- Text passage -
On Monday, when I arrived for my radiation therapy, the machine was broken. They had two physicists working on it but the folks who came after me for later appointments were walking in and there we were. All of us were waiting to have some part of our body irradiated due to cancer.
My thoughts were more on the sitting aspects of the wait. It wasn’t like I had anywhere important to be but after the two hour trip from home that morning, my derriere was talking to me…no, not that way, but screaming in pain. As folks poured in, the grumbling was beginning. I couldn’t stand that so I sort of started a group therapy session. One funny old lady who had a pinwheel stuck on her wheelchair was working on a puzzle she tries to put together each day as she waits, only to have the cleaning lady take it apart each day. Another was a woman who spoke only Chinese, and a young man with a withered leg. Others, as I came to find out had cancer in various areas of their bodies. We all began to share our histories, how long we had been coming for therapy, etc.
I was so pleased with the camaraderie that began to grow. We didn’t fall into the trap of “poor me” or “I’m the sickest one of all.” I hate it when that happens. Does it matter since each of us feels what each of us feels?
The nurses who came out to apologize seemed surprised at the friendly atmosphere. I think they were afraid they would need a whip and a chair but instead, we were all laughing. I suggested we send out for a pizza and wondered if they’d let us eat it there. We didn’t have to but if our blood sugars fell any lower it would have been a consideration.
I forgot for a while about my rear and came to see the pain, the sorrow and the humor in the candid faces surrounding me. I believe each of us began to realize we were in the company of fellow cancer patients who also had many other problems, and that can help us…that identification with others helps us to know we aren’t alone. Pity parties can be lonely events and if you’ve noticed, they are usually attended only by one person.
I was sitting there with folks with melanoma of the bone, lung cancer, another one with breast cancer as well as an unknown sufferer who didn’t speak English. One of the caregivers had fibromyalgia and polymyalgia rheumatic. One had a previous drug problem, two were widowed and so the stories went on. Each one had a pet who gave them unqualified love and we shared, simply shared our lives. The time went by quickly.
You all know me. I never met a stranger and can’t stand that polite stillness that’s in a room with hospital gowned individuals who are pretending to read magazines to keep from looking at the other poor victims. We are human beings who have much in common, regardless of our age, sex or state of health. I have learned writing this blog over the last nine years, when we are in reduced circumstance through a weakened health condition, we need the compassion and sharing that cries out from our suffering. It’s up to us whether or not that cry is answered by others or if we wish to commiserate alone.
There will always be the “I’m sicker than you are” types. There will always be the “I only want to talk about me, not you” folks, and unfortunately there will always be the gloom riddled individuals who have no idea they share their humanity with a whole world full of wonderful other people because they’ll never get beyond their own noses.

- Provided material -

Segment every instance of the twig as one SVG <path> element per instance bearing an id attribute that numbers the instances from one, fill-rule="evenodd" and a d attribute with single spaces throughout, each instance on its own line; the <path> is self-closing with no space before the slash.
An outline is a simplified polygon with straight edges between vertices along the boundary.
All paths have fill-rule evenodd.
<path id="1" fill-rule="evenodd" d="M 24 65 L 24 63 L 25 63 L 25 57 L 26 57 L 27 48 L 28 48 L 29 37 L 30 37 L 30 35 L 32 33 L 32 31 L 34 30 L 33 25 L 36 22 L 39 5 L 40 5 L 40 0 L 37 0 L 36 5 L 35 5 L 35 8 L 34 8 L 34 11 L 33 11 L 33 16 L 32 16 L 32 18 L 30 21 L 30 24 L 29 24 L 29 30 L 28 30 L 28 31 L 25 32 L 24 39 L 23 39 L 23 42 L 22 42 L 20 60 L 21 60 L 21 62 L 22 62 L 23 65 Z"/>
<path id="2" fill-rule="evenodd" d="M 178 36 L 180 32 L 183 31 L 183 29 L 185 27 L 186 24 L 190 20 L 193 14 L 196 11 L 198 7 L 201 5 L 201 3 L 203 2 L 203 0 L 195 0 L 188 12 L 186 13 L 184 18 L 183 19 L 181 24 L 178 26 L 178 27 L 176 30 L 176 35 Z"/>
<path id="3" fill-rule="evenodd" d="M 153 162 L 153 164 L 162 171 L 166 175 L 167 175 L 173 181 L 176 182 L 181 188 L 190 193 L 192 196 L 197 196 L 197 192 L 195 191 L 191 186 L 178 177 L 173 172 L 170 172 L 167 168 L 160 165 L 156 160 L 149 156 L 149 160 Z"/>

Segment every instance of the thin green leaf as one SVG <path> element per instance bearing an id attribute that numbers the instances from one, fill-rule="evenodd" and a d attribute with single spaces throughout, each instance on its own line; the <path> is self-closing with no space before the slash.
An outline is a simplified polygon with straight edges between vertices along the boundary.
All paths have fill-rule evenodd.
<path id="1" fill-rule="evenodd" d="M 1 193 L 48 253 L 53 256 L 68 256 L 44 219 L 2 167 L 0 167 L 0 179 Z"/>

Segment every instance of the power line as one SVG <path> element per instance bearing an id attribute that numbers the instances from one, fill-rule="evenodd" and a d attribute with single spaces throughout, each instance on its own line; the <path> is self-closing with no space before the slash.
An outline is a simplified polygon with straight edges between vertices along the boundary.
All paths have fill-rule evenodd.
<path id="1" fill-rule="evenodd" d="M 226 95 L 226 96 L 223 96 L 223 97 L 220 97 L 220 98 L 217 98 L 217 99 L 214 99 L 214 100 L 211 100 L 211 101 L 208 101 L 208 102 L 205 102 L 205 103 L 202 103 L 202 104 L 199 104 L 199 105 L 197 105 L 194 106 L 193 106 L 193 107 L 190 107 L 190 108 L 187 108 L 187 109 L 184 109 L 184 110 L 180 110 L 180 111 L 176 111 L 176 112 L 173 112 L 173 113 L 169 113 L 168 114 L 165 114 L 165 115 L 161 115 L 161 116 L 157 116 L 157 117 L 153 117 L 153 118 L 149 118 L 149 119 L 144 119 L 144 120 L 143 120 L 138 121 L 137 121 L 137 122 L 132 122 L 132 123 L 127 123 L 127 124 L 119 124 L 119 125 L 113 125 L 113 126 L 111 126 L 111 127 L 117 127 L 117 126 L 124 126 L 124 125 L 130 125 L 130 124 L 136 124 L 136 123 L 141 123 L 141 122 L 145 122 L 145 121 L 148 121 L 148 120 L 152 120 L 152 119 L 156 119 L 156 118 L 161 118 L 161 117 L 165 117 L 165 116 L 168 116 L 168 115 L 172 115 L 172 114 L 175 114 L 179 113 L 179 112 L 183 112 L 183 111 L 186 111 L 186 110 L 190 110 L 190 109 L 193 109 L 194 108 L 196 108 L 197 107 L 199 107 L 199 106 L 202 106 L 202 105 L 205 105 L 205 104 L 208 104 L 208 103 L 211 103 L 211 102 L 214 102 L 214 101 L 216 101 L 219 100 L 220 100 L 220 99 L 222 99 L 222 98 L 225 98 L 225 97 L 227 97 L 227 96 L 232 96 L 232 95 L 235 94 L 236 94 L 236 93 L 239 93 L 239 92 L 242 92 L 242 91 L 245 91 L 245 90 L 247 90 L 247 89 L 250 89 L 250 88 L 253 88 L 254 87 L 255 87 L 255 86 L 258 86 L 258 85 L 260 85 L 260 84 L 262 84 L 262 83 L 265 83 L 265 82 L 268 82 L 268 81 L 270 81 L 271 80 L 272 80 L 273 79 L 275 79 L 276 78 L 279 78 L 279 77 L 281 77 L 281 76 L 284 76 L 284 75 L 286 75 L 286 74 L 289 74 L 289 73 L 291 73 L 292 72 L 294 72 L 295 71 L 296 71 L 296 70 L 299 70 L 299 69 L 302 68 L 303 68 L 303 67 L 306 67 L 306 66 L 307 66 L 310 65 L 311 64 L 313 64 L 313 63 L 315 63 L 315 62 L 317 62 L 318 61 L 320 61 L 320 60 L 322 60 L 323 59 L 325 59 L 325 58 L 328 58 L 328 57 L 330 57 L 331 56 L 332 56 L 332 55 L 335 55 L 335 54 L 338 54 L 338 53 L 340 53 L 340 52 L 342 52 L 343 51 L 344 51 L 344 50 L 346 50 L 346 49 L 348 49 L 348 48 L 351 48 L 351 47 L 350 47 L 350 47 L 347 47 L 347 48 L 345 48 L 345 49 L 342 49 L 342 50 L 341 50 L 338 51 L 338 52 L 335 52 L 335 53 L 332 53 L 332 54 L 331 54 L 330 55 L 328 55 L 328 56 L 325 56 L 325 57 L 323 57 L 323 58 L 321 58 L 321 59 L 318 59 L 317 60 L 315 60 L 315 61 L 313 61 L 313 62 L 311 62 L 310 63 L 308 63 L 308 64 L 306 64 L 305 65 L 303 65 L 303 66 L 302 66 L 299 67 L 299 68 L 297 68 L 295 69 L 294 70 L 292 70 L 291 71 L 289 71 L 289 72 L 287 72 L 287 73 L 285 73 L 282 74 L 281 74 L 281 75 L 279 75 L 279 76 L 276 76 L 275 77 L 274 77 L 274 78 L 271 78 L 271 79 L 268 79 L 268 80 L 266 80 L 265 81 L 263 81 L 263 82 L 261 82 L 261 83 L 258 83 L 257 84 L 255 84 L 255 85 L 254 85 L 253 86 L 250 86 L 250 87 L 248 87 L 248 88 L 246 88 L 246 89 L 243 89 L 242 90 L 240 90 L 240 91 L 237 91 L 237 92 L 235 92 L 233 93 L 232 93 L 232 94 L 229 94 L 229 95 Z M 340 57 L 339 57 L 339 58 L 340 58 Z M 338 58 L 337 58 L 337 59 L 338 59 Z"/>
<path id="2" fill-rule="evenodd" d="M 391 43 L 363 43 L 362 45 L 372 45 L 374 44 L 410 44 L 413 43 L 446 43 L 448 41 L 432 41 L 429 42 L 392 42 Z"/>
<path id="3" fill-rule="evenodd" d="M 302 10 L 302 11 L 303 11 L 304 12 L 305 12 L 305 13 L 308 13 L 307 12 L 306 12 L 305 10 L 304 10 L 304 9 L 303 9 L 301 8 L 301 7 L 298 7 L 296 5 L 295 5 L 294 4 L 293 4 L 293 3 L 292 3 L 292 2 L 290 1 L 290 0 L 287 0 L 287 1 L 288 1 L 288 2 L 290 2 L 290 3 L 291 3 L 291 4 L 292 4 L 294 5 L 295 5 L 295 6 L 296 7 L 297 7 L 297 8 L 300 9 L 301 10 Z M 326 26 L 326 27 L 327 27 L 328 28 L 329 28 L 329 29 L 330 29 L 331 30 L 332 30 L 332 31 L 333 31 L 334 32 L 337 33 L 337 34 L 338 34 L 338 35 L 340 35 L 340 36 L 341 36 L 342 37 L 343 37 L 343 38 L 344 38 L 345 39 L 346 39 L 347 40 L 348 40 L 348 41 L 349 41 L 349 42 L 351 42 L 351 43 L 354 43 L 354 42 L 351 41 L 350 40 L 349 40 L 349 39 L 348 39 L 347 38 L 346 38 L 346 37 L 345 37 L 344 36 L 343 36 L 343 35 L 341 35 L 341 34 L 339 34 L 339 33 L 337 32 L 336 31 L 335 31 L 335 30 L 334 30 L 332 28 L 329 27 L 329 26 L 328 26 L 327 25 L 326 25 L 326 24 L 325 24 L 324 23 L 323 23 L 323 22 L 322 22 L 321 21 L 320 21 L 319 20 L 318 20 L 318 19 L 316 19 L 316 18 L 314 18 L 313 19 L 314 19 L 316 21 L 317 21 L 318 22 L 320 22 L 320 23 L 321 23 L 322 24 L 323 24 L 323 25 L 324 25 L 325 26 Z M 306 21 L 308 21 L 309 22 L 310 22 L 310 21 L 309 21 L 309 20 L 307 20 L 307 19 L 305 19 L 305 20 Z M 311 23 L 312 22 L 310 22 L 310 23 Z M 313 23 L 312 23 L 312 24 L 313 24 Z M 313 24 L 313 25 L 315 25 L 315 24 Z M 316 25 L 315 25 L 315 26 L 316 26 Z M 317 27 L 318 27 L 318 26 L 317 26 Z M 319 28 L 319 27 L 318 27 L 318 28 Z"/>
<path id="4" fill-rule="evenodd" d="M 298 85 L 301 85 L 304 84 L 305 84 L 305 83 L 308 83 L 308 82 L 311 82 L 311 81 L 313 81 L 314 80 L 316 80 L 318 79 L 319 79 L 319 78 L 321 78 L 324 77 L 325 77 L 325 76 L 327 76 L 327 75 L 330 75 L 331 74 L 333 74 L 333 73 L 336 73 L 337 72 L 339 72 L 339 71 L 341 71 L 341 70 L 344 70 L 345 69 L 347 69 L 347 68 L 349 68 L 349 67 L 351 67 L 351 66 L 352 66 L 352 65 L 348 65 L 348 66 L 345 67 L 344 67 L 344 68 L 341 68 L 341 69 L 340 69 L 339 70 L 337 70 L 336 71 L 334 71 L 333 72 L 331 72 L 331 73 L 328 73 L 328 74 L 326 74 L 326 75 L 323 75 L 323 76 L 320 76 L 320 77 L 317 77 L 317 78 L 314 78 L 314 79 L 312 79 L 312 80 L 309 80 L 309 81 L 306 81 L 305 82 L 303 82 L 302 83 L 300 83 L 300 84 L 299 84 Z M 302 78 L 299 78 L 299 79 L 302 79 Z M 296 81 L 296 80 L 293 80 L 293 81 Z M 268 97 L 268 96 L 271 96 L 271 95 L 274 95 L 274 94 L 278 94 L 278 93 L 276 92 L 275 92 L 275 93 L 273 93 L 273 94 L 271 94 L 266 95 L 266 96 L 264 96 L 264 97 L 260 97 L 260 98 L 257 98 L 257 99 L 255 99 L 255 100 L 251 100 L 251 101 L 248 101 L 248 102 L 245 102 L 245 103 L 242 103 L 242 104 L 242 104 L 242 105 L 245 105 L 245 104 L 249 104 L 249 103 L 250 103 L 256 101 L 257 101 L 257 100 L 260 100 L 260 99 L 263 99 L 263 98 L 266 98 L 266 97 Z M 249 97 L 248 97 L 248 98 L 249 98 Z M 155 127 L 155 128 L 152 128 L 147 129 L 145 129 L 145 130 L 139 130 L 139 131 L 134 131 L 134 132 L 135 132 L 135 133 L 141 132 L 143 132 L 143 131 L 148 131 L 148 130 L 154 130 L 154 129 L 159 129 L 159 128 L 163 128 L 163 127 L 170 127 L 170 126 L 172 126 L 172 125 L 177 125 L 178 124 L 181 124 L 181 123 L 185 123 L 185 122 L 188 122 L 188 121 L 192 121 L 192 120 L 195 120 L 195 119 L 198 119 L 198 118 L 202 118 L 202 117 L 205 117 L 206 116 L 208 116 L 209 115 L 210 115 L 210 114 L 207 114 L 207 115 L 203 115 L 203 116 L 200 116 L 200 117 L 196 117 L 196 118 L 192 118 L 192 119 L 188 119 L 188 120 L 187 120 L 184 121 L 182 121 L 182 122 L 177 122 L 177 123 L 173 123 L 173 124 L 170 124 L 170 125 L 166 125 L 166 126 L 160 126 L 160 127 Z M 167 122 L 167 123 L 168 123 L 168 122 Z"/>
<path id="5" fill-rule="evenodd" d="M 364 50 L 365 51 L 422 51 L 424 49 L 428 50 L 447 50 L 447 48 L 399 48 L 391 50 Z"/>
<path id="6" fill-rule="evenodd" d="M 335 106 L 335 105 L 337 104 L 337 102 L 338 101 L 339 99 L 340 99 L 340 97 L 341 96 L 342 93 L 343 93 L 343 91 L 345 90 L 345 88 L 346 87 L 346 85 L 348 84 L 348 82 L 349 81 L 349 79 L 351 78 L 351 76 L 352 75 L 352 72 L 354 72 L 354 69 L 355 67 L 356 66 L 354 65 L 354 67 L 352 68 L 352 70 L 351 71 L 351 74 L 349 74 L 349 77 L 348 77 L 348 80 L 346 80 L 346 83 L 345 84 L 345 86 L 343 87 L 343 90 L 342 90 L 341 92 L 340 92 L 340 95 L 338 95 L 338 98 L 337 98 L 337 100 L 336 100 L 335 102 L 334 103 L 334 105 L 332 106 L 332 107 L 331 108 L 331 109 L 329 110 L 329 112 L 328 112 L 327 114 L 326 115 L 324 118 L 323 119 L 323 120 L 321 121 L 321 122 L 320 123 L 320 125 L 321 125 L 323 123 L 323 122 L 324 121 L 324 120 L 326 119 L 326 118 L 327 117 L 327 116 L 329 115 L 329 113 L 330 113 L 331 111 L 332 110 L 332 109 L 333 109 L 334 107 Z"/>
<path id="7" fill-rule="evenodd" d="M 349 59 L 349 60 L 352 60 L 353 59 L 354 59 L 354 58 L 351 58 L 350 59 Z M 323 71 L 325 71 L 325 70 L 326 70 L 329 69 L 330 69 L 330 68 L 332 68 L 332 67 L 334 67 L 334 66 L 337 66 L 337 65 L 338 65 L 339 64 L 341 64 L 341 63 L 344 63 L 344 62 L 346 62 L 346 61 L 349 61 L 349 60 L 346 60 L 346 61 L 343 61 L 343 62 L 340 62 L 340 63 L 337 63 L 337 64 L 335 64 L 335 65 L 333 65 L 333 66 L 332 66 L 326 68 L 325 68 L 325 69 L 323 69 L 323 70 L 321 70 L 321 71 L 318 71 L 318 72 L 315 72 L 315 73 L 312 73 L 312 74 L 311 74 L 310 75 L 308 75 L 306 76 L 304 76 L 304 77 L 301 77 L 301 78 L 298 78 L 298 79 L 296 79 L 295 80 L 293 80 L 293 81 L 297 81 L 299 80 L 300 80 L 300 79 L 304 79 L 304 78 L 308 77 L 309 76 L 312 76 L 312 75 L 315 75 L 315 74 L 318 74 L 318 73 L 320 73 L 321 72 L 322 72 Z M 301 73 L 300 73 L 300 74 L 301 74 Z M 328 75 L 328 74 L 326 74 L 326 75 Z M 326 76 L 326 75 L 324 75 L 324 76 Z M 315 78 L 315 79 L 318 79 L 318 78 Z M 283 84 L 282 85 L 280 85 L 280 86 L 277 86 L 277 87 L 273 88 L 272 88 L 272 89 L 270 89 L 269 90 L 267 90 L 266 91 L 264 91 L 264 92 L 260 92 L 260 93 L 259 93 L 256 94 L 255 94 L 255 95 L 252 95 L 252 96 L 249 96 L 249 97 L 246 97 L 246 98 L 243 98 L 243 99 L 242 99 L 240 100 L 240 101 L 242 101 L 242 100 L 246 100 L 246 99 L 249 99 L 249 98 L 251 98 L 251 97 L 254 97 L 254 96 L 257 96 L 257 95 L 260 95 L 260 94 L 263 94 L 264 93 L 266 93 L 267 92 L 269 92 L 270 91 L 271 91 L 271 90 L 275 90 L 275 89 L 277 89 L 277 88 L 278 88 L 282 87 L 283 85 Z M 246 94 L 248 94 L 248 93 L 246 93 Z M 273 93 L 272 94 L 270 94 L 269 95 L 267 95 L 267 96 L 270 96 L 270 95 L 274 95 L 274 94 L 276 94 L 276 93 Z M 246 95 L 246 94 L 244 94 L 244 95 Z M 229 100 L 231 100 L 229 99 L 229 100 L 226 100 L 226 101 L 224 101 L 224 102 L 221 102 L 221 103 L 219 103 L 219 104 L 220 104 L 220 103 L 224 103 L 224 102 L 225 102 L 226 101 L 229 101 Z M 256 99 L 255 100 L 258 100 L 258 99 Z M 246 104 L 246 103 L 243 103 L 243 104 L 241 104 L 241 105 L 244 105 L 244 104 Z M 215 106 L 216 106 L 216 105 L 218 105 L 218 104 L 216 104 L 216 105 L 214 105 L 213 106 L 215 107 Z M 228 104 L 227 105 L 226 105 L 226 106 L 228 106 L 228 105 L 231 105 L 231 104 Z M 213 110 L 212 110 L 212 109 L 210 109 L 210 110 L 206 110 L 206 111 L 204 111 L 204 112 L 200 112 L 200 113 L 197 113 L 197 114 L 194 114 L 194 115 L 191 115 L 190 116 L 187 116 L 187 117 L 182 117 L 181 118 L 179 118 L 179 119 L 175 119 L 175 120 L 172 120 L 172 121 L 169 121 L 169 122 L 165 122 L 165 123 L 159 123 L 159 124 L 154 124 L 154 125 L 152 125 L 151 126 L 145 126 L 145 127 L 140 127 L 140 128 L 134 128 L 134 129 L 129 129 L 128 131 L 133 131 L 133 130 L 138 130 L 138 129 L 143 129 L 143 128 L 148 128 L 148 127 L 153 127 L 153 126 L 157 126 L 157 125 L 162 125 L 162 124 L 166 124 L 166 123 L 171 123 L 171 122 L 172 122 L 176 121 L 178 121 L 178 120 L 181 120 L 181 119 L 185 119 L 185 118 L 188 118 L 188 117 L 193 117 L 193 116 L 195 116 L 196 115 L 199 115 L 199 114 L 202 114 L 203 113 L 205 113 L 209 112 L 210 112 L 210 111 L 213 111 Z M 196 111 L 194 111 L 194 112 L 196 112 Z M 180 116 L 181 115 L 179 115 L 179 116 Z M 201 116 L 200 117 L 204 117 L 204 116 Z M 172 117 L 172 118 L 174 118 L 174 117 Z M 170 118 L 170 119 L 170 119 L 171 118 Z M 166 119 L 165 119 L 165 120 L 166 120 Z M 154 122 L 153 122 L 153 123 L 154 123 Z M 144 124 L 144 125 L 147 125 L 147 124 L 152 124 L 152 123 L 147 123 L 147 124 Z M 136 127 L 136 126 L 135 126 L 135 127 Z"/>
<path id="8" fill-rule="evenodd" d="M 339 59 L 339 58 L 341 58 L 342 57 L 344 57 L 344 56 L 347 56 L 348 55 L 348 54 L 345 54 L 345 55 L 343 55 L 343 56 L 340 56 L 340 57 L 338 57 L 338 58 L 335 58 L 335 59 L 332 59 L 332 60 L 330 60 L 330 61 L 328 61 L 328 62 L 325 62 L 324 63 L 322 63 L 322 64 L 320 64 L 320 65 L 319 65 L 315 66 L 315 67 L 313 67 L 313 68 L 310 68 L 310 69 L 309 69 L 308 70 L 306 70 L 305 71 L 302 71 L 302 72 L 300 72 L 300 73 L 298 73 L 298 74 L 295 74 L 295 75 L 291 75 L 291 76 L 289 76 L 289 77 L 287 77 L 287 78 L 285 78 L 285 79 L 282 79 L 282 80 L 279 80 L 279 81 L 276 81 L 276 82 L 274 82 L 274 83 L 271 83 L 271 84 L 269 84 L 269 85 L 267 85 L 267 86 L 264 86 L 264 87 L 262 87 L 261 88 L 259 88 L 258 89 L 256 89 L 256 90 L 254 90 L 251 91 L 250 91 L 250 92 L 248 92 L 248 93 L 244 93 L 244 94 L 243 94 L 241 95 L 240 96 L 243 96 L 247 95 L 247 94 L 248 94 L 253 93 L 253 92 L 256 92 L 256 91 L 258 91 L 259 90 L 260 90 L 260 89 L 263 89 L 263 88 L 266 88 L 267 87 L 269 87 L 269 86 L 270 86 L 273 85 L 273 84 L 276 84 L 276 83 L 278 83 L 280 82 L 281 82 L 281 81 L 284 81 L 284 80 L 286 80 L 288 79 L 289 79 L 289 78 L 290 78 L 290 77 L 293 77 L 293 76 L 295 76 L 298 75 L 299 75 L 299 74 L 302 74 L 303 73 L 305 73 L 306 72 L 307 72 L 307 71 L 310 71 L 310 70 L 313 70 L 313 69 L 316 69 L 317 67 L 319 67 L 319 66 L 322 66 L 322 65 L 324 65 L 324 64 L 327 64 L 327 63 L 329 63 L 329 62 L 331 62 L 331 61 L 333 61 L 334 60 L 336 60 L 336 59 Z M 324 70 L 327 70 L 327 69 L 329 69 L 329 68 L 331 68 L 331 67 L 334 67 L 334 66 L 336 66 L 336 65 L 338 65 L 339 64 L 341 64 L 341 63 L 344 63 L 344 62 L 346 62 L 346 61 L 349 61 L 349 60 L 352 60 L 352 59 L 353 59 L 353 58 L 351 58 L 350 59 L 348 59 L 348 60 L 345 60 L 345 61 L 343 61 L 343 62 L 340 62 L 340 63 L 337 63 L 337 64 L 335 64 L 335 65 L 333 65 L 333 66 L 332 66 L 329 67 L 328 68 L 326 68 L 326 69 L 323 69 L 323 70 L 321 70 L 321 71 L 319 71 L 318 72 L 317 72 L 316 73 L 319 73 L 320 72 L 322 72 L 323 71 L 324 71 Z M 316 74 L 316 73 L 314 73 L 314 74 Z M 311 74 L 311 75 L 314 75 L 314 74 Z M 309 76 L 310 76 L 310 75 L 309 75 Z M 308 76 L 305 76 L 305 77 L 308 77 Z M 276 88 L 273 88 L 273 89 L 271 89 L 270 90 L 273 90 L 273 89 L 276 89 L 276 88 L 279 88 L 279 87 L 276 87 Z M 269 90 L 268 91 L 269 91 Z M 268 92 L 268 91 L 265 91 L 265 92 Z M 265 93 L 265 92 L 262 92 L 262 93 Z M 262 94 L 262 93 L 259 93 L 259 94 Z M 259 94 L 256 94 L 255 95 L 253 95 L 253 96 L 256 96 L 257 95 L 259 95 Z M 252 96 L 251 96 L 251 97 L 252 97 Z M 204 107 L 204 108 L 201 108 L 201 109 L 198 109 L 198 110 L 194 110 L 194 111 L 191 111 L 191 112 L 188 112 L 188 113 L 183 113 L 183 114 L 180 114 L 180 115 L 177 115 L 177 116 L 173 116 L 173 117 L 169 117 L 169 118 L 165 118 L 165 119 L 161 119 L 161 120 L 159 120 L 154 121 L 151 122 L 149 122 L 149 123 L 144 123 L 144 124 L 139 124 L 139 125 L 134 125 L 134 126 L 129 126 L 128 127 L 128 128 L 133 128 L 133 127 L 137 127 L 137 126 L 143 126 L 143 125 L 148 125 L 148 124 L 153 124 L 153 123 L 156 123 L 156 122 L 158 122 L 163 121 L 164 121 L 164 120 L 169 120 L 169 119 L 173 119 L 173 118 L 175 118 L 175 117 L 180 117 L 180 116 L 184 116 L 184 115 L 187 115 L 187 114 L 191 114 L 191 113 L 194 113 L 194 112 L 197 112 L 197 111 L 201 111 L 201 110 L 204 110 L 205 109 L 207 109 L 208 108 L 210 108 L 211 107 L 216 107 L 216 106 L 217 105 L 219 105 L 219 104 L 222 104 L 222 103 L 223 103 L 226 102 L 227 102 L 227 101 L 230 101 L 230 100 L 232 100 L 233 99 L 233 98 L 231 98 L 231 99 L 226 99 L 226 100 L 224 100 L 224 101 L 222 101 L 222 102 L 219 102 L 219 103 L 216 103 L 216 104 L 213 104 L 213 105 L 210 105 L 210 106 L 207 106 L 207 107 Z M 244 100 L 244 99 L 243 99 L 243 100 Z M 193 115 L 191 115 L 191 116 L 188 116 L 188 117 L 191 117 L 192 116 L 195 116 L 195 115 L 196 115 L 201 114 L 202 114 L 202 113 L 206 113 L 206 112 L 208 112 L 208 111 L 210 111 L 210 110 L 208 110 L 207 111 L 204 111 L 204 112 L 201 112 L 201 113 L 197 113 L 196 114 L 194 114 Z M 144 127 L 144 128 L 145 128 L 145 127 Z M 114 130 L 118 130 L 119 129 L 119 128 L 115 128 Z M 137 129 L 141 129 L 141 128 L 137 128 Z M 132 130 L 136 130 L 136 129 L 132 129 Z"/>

- What this exercise asks -
A. Reproduce part of the radiation waiting room post, beginning at the words "I forgot for" and stopping after "went by quickly.".
B. According to the radiation waiting room post, for how many years has the writer been writing the blog?
C. Continue the radiation waiting room post from the point where it stops.
The listing has no connection to the radiation waiting room post.

- Answers for each item -
A.
I forgot for a while about my rear and came to see the pain, the sorrow and the humor in the candid faces surrounding me. I believe each of us began to realize we were in the company of fellow cancer patients who also had many other problems, and that can help us…that identification with others helps us to know we aren’t alone. Pity parties can be lonely events and if you’ve noticed, they are usually attended only by one person.
I was sitting there with folks with melanoma of the bone, lung cancer, another one with breast cancer as well as an unknown sufferer who didn’t speak English. One of the caregivers had fibromyalgia and polymyalgia rheumatic. One had a previous drug problem, two were widowed and so the stories went on. Each one had a pet who gave them unqualified love and we shared, simply shared our lives. The time went by quickly.

B. Nine years.

C.
One of my favorite writers, besides C.S. Lewis is Glenn Clark so please let me quote a favorite passage written by him. “Whenever we meet another individual who shares the Idea, our hearts rush out to meet him…If my kinsman has trod his path more firmly than I, and followed it more firmly to our common goal, then I hope he will reprimand me with all the severity he knows because I have lagged behind. The lack is not in the Idea to which my days are pledged but to my own faltering footsteps. Looking back, I wish I could reclimb those stretches where I have faltered. When comes the day that we know even as also we are known, I am sure that our greatest embarrassment will lie in our faltering; we will be chagrined that we asked too little, claimed half-heartedly, paced out preemption with too short a stride. We will stand amazed before our niggardly acceptance of God’s great grace and laugh aloud at our lack of credulity.”
You see, my dear friends, we are joined by our one great Idea of hope in face of adversity, belief in the face of pain and knowledge we can survive…with help.
Believing in the future is difficult at times when all of life is dark due to pain and suffering but a future we will certainly have and it can be more than we dare to hope. Don’t let your illness or injury rob you of your life. Fight for it. I have found it so difficult to achieve alignment within my soul, my body and my personal and social life; when all works together it is wonderful but it can be difficult. Physically it can require physical therapy, stretches and exercise. In my personal and social life it requires my not shutting out others and acceptance they also have pain and sorrow at times in their lives and not to undervalue it. In my soul, that is private growth from the sources I choose and prefer the sources of light, hope and valor. Let us all expect more than we currently have, okay?
Look up, not down. Expect more, not less. Achieve all you can for the state you are currently in. No regrets for that wish you cannot control and attempt to control what you can. We’re united by this fight, just as those folks sitting around in the cancer waiting room.